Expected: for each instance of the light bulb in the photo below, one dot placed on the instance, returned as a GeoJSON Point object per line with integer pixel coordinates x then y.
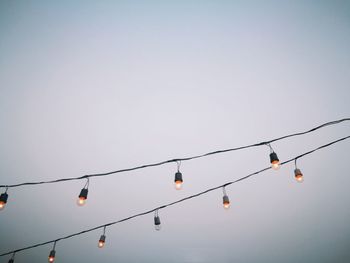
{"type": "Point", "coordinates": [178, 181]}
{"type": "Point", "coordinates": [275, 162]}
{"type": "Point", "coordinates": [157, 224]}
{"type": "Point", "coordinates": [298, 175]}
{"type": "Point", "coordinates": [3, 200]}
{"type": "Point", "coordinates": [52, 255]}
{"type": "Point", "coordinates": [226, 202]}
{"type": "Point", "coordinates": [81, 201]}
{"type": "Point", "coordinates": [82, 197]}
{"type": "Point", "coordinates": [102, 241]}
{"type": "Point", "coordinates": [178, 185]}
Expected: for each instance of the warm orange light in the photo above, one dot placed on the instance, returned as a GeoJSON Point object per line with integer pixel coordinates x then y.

-=-=-

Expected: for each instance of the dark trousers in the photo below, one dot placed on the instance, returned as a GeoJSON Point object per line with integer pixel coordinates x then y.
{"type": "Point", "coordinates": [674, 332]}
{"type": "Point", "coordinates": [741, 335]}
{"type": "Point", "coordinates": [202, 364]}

-=-=-

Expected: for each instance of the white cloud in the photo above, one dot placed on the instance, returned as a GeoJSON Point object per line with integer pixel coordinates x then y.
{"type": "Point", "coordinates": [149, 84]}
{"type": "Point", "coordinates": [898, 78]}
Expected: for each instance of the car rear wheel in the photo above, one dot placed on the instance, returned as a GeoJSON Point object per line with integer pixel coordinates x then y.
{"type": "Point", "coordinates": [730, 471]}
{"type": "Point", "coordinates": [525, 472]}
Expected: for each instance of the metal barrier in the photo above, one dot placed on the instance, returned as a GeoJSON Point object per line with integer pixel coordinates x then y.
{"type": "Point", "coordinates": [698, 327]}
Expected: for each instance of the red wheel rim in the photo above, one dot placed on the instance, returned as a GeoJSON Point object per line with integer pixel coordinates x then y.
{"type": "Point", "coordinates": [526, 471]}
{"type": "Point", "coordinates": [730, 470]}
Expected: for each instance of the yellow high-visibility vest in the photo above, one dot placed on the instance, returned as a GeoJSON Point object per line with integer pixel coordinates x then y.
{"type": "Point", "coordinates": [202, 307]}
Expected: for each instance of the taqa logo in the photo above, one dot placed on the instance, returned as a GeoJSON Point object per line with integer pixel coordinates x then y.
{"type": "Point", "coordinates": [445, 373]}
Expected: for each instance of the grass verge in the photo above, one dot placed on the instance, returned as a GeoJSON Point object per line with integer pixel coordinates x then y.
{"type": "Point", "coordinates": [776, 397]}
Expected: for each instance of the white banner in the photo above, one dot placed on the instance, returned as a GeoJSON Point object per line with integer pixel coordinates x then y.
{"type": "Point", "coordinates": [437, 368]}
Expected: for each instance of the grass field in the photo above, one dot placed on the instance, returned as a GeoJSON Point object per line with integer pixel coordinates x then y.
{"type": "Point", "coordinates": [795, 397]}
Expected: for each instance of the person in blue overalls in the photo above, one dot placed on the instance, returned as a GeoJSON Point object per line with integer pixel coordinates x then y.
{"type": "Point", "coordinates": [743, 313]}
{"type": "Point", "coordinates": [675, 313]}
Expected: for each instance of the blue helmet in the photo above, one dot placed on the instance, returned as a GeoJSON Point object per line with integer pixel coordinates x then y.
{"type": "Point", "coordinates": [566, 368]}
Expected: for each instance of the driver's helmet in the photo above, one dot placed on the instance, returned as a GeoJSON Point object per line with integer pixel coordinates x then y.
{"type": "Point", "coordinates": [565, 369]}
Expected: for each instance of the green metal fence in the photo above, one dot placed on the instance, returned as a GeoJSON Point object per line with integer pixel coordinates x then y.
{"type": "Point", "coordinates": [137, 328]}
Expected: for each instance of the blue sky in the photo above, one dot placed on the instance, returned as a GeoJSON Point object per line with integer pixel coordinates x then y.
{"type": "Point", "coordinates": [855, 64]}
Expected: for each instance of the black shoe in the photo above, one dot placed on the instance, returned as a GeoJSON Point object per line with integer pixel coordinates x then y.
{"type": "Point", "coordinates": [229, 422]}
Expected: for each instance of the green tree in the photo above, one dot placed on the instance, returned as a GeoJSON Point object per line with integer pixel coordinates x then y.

-=-=-

*Exercise goal*
Copy the rows word for word, beginning at the line that contains "Expected: for each instance of the blue helmet" and stopping after the line that contains "Expected: for each instance of the green tree".

*The response*
Expected: for each instance of the blue helmet in the photo above, one dot placed on the instance, returned as a GeoJSON Point object per line with integer pixel coordinates x then y.
{"type": "Point", "coordinates": [566, 368]}
Expected: for each instance of the driver's helmet in the photo above, one dot placed on the instance, returned as a GeoJSON Point object per line with integer pixel coordinates x then y.
{"type": "Point", "coordinates": [565, 369]}
Expected: for each instance of the green metal fence in the photo above, one dot placed on the instance, returned as a GeoJSON Point object per line with integer pixel coordinates x then y.
{"type": "Point", "coordinates": [137, 328]}
Expected: for each instance of the blue sky in the photo above, one dot placed on the instance, returned as a GeoJSON Point object per line with integer pixel coordinates x then y.
{"type": "Point", "coordinates": [855, 64]}
Expected: for each instance of the black shoe in the photo above, one dot placed on the instance, returned as a GeoJSON Point object per line with integer pixel coordinates x then y.
{"type": "Point", "coordinates": [229, 422]}
Expected: for each instance of the green tree in the photo above, one dot placed on the instance, returned as a GeoJSON Point object per line with integer pixel coordinates x then y.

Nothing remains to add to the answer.